### GIVEN RECORDS
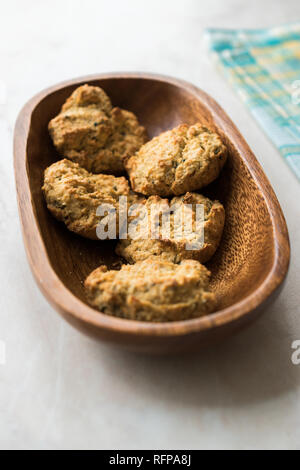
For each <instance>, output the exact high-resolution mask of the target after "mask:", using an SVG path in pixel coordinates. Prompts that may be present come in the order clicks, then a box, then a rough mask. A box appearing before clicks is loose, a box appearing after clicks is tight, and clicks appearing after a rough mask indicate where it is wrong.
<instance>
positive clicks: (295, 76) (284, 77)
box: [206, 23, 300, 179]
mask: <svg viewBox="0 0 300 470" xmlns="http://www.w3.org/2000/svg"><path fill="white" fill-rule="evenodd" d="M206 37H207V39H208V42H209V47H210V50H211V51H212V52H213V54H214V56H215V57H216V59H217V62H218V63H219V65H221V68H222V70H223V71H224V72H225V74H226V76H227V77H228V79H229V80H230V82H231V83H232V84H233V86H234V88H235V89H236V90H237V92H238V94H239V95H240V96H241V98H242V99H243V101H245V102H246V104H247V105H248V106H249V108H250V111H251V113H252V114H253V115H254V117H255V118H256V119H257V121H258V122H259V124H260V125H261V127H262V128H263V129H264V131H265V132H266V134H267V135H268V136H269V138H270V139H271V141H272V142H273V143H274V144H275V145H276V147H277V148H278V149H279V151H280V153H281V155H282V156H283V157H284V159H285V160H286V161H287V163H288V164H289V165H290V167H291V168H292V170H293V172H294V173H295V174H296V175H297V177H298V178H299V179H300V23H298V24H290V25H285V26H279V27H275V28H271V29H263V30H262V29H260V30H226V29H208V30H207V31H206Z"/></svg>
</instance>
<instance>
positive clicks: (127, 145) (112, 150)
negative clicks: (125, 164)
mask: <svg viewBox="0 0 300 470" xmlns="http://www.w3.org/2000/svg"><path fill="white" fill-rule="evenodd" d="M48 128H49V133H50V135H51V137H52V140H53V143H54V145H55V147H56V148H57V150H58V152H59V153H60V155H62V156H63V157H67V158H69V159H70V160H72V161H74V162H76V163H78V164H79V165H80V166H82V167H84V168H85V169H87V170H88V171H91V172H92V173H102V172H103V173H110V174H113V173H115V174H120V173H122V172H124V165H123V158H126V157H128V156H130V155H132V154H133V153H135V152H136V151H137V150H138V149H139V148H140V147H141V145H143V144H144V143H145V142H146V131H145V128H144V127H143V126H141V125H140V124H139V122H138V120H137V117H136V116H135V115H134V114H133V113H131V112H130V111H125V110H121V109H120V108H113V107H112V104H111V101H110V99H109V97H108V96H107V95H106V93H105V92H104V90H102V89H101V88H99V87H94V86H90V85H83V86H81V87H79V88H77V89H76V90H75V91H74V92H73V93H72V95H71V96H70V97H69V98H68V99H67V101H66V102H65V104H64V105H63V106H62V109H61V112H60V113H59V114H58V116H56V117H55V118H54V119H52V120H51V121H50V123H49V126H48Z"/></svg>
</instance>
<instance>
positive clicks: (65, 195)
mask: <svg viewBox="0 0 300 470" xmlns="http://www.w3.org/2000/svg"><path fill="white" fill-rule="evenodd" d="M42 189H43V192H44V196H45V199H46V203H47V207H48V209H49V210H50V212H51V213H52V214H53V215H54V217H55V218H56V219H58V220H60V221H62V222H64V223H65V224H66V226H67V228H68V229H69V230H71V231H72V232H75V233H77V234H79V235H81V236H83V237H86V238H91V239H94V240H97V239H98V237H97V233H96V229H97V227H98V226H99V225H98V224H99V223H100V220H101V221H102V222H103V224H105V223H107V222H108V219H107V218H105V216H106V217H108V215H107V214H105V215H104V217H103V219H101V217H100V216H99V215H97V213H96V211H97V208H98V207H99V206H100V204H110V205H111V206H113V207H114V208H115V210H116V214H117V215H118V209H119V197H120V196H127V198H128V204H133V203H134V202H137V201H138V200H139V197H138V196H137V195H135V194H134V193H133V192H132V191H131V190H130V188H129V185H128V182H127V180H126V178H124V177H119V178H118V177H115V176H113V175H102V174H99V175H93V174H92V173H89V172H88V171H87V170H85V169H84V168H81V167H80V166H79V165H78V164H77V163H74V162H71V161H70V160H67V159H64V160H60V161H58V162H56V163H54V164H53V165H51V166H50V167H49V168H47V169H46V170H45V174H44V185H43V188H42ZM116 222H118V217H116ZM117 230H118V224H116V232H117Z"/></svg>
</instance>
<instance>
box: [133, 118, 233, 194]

### INSTRUCTION
Word for word, quote the lines above. Omit the pictures.

### RESPONSE BELOW
For each <instance>, output the exact high-resolution mask of the target after "mask:", using an SVG path in pixel coordinates. Prompts that may be present come in the order clicks, then a box, then a rough mask. A box appearing before clicks is loose, a box appearing after clicks is tight, and clicks appearing after a rough mask indicate where it is wrong.
<instance>
positive clicks: (295, 76) (284, 77)
box: [206, 23, 300, 179]
mask: <svg viewBox="0 0 300 470" xmlns="http://www.w3.org/2000/svg"><path fill="white" fill-rule="evenodd" d="M206 37H207V39H208V42H209V47H210V50H211V51H212V52H213V54H214V56H215V57H216V59H217V62H218V63H219V65H221V68H222V70H223V71H224V72H225V74H226V76H227V77H228V79H229V80H230V82H231V83H232V84H233V86H234V88H235V89H236V90H237V92H238V94H239V95H240V96H241V98H242V99H243V101H245V102H246V104H247V105H248V106H249V108H250V111H251V113H252V114H253V115H254V117H255V118H256V119H257V121H258V122H259V124H260V125H261V127H262V128H263V129H264V131H265V132H266V134H267V135H268V136H269V138H270V139H271V141H272V142H273V143H274V144H275V145H276V147H277V148H278V149H279V151H280V153H281V155H282V156H283V157H284V159H285V160H286V161H287V163H288V164H289V165H290V167H291V168H292V170H293V172H294V173H295V174H296V175H297V177H298V178H299V179H300V23H298V24H290V25H285V26H279V27H275V28H271V29H263V30H262V29H260V30H226V29H208V30H207V31H206Z"/></svg>
</instance>
<instance>
positive clicks: (127, 145) (112, 150)
negative clicks: (125, 164)
mask: <svg viewBox="0 0 300 470" xmlns="http://www.w3.org/2000/svg"><path fill="white" fill-rule="evenodd" d="M48 128H49V133H50V135H51V137H52V140H53V143H54V145H55V147H56V148H57V150H58V152H59V153H60V155H62V156H63V157H67V158H69V159H70V160H72V161H74V162H76V163H78V164H79V165H80V166H82V167H84V168H85V169H87V170H88V171H91V172H92V173H102V172H103V173H110V174H113V173H115V174H120V173H122V172H124V165H123V158H126V157H128V156H130V155H132V154H133V153H135V152H136V151H137V150H138V149H139V148H140V147H141V145H143V144H144V143H145V142H146V131H145V128H144V127H143V126H141V125H140V124H139V122H138V120H137V117H136V116H135V115H134V114H133V113H131V112H130V111H125V110H121V109H120V108H113V107H112V104H111V101H110V99H109V97H108V96H107V95H106V93H105V92H104V90H102V89H101V88H99V87H94V86H90V85H83V86H81V87H79V88H77V89H76V90H75V91H74V92H73V93H72V95H71V96H70V97H69V98H68V99H67V101H66V102H65V104H64V105H63V106H62V109H61V112H60V113H59V114H58V116H56V117H55V118H54V119H52V120H51V121H50V123H49V126H48Z"/></svg>
</instance>
<instance>
positive clicks: (65, 195)
mask: <svg viewBox="0 0 300 470" xmlns="http://www.w3.org/2000/svg"><path fill="white" fill-rule="evenodd" d="M42 189H43V192H44V196H45V199H46V203H47V207H48V209H49V210H50V212H51V213H52V214H53V215H54V217H55V218H56V219H58V220H60V221H62V222H64V223H65V224H66V226H67V228H68V229H69V230H71V231H72V232H75V233H77V234H79V235H81V236H83V237H86V238H91V239H94V240H97V239H98V237H97V233H96V229H97V227H98V226H99V225H98V224H99V223H100V220H101V221H102V222H103V224H105V223H107V222H108V219H107V218H105V216H106V217H108V215H107V214H105V215H104V217H103V219H101V217H100V216H99V215H97V213H96V211H97V208H98V207H99V206H100V204H110V205H111V206H113V207H114V208H115V210H116V214H117V215H118V209H119V197H120V196H127V198H128V204H133V203H134V202H137V201H138V200H139V197H138V196H137V195H135V194H134V193H133V192H132V191H131V190H130V188H129V185H128V182H127V180H126V178H124V177H119V178H118V177H115V176H113V175H102V174H99V175H93V174H92V173H89V172H88V171H87V170H85V169H84V168H81V167H80V166H79V165H78V164H77V163H74V162H71V161H70V160H67V159H64V160H60V161H58V162H56V163H54V164H53V165H51V166H50V167H49V168H47V169H46V170H45V174H44V185H43V188H42ZM116 222H118V217H116ZM117 230H118V224H116V232H117Z"/></svg>
</instance>
<instance>
box: [133, 118, 233, 194]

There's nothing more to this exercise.